Copy out each of the rows below word for word, omitting the pictures.

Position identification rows

** begin **

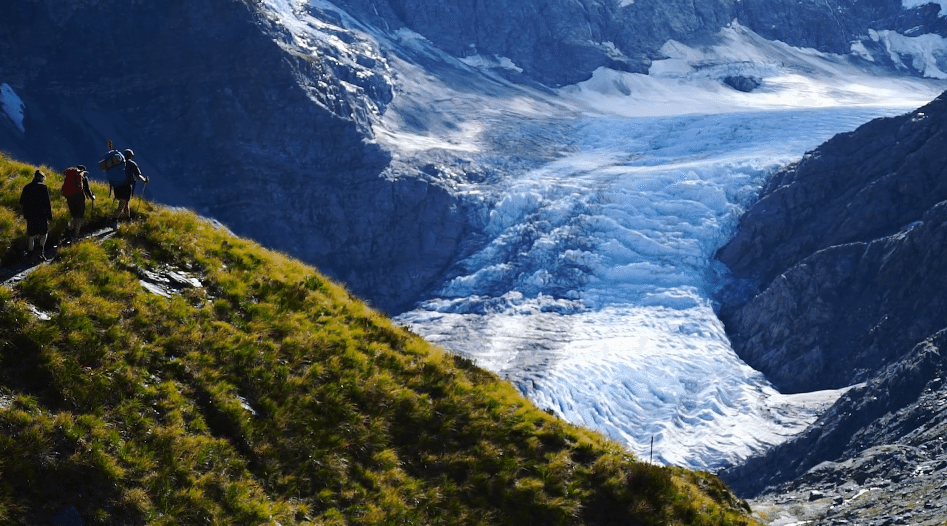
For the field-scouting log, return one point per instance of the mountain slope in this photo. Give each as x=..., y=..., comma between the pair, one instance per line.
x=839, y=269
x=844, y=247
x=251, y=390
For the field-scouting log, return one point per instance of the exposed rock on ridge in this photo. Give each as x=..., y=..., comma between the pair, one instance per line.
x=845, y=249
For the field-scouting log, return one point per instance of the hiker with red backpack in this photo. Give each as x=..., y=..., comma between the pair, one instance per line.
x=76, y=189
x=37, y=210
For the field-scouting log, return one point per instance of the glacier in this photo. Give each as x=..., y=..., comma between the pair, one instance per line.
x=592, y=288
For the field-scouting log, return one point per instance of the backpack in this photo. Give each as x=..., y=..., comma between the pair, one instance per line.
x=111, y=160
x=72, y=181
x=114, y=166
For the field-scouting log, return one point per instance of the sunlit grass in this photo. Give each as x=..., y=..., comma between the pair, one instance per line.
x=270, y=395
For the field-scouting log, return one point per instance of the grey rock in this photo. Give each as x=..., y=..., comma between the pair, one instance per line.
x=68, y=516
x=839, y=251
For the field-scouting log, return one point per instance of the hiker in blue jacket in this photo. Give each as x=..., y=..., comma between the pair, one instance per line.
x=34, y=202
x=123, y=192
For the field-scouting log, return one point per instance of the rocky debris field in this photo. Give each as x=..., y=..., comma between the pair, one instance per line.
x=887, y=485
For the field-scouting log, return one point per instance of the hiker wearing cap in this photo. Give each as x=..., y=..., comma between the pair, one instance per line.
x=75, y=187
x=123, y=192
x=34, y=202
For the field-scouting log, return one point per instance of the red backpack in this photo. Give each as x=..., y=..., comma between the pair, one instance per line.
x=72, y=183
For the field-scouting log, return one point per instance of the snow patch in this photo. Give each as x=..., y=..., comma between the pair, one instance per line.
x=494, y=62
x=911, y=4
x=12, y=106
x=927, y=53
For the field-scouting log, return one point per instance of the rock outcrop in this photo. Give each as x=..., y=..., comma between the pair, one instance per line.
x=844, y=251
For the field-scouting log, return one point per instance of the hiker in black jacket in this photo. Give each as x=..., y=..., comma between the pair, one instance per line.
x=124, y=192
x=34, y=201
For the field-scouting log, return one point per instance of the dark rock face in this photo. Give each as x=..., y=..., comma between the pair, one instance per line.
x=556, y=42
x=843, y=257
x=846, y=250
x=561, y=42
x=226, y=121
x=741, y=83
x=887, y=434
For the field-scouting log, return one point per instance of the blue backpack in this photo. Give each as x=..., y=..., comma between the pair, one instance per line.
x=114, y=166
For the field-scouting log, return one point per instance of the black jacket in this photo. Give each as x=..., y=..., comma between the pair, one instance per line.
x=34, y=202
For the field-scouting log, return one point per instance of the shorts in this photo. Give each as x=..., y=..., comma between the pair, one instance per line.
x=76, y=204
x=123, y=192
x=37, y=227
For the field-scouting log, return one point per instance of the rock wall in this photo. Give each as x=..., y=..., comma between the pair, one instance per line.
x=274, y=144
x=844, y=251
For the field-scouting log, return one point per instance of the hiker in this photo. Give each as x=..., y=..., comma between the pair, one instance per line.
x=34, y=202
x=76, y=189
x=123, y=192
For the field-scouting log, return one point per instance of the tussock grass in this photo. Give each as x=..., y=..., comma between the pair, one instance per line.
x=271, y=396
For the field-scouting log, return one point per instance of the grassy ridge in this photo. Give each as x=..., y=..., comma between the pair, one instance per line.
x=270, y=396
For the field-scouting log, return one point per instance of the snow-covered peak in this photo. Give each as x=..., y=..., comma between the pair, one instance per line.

** end **

Full response:
For the field-scouting log, return one point per instance of the mountain slope in this photo. Give each as x=..., y=..., comma between the pair, one instance per line.
x=839, y=269
x=844, y=247
x=251, y=390
For the field-scouting log, return one point per instance of the exposed rock on ridge in this photo. Give each as x=..., y=..., comma between the pair, one instance per line.
x=845, y=249
For the field-scouting log, return one point per instance of the hiker with red backpack in this photo. Give each as x=..., y=..., comma between the pair, one instance per line.
x=76, y=189
x=37, y=210
For the field-scouting log, return one point per instance of the glacier in this photo. Give each as x=..., y=..., comma between the pair, one instance per line.
x=592, y=288
For the field-scouting log, return one point per instance of the backpack in this photo. Give each as x=..., y=..., comma between the pair, one instance per line.
x=111, y=160
x=72, y=181
x=114, y=166
For the field-scouting log, return one point per instance of the sunlit grass in this photo. Give each as x=..., y=..., comma between the pair, one instance per line.
x=270, y=395
For the field-scouting log, return one point per instance of the grey rock in this photo. Give each as x=..., y=..., comma between the pair, one instance per line.
x=68, y=516
x=839, y=251
For the field-scouting log, return one point per instance of the hiker in blue jacket in this photo. Give each as x=..., y=..., comma between the pair, one instance per line.
x=34, y=202
x=123, y=192
For the field-scouting log, return one point per instance of the rocky debris field in this photo. Give each as x=..., y=..., comma between the pair, one instance per line.
x=887, y=485
For the field-scouting log, return one point per instance of the hiker wearing cap in this photo. Give each as x=..., y=..., comma between the pair, one instance per line.
x=75, y=187
x=123, y=192
x=34, y=202
For the field-scouting log, return one point per instance of the red backpack in this photo. Give each as x=..., y=..., comma between the pair, one instance per line.
x=72, y=183
For the field-scouting log, return one point per instance of the snow patch in this photo. Give each as x=..., y=..., comma between the pair, one instance per line.
x=494, y=62
x=911, y=4
x=12, y=106
x=927, y=53
For the field-scouting log, return one point per instance of the rock outcrop in this photo. Give each as x=..., y=..., comma between the pair, one instance per line.
x=844, y=251
For the field-scouting log, return one point per instance of the hiker in black jacket in this photo. Give each as x=..., y=..., comma between the pair, one instance per line.
x=124, y=192
x=34, y=201
For the field-scouting log, return one point per instance of the dark rock face in this photo. Give each as x=..., y=..., comma between the pair, one instance per line.
x=556, y=42
x=843, y=257
x=846, y=250
x=561, y=42
x=226, y=121
x=741, y=83
x=887, y=434
For the field-scouting log, return one point per instance of the blue backpack in this photo. Give each as x=..., y=..., comma between the pair, one instance per line.
x=114, y=166
For the field-scouting log, return one point per instance of the black jacket in this photo. Give each as x=..., y=..., comma between the pair, one instance per line.
x=34, y=202
For the field-scouting log, return one point per instance of the shorts in this photo. Give each as x=..., y=..., comma between the pair, one instance per line.
x=76, y=204
x=123, y=192
x=37, y=227
For the field-scouting log, return one point per instance of the rock wall in this photo. Give each as x=..., y=..., comma between the pair, one instance per line.
x=274, y=144
x=844, y=251
For the field-scouting log, return one point per instance of the hiker in this photo. Give each as x=..., y=..., comma between the pair, one instance per line.
x=34, y=202
x=76, y=189
x=123, y=192
For the field-scouting log, return one point per instance of the tussock grass in this photo. Give each as x=..., y=..., comma between the pair, one instance per line.
x=271, y=396
For the field-scouting log, return one point per instance of the grassy ridge in this photo. Give each as x=..., y=..., comma between the pair, one instance per line.
x=270, y=396
For the field-scouting log, return one point per instance of the snow-covered peak in this photo. Give each as x=..., y=..., comma between the pair, one instance per line.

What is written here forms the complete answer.